-- Begin Records --

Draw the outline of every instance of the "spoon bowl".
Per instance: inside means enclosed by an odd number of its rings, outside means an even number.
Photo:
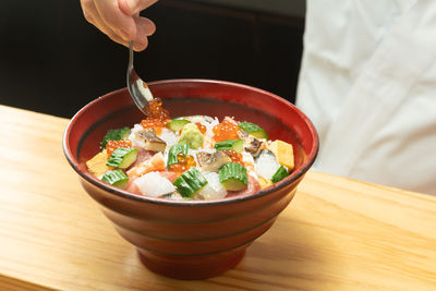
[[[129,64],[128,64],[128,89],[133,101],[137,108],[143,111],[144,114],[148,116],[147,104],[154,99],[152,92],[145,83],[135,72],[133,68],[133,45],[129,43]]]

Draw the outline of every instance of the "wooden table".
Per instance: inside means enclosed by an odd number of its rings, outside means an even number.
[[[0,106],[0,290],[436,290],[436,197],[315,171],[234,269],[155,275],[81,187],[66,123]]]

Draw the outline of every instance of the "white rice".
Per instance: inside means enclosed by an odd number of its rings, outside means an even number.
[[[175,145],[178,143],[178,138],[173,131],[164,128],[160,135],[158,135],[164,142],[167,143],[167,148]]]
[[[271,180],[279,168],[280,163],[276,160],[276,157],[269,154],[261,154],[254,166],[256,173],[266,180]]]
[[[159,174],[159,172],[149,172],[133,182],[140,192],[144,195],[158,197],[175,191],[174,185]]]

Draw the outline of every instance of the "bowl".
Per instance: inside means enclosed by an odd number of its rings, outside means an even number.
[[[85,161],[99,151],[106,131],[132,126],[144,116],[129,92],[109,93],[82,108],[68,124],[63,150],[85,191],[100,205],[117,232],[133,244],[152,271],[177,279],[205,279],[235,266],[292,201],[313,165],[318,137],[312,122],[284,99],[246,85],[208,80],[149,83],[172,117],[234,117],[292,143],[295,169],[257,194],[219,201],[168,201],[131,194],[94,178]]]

-- End Records --
-- Begin Records --

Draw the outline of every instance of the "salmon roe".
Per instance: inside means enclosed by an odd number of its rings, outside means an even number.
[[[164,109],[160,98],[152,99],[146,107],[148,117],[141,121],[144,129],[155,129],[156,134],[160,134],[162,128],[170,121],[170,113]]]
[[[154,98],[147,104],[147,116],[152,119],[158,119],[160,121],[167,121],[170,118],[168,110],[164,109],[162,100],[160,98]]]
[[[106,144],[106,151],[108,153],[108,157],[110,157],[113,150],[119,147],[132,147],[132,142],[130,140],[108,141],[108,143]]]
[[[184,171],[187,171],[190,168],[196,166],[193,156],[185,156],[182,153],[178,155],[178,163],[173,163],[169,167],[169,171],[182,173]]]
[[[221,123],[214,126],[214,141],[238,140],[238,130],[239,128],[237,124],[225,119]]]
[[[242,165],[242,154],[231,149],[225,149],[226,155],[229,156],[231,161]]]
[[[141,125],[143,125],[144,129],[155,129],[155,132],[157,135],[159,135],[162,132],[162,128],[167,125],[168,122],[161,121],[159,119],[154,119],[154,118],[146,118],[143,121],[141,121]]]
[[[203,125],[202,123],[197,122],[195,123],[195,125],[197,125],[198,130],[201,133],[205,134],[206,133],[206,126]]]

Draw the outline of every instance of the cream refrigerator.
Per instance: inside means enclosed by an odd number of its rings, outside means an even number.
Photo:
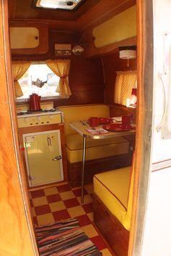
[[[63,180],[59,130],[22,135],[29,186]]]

-- End Records --
-- Begin Records --

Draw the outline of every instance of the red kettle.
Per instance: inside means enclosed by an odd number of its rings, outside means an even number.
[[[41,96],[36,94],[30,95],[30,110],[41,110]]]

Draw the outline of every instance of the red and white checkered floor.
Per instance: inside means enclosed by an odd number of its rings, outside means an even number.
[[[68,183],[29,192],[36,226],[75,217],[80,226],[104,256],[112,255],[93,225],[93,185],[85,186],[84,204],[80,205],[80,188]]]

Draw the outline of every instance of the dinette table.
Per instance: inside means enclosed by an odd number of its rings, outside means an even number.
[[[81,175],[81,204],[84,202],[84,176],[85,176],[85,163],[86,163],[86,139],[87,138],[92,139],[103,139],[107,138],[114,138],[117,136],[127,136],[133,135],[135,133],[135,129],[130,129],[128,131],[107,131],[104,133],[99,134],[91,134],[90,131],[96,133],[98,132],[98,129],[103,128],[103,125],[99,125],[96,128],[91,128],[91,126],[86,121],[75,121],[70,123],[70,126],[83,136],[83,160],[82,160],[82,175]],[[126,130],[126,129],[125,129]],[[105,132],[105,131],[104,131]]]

-- End Records --

» Exercise details
Show each line of the rows above that contains the word "white", treating uppercase and lowercase letters as distinct.

» Exercise result
Draw the outline of every instance of the "white rice".
Draw the outline of every instance of the red and white checkered floor.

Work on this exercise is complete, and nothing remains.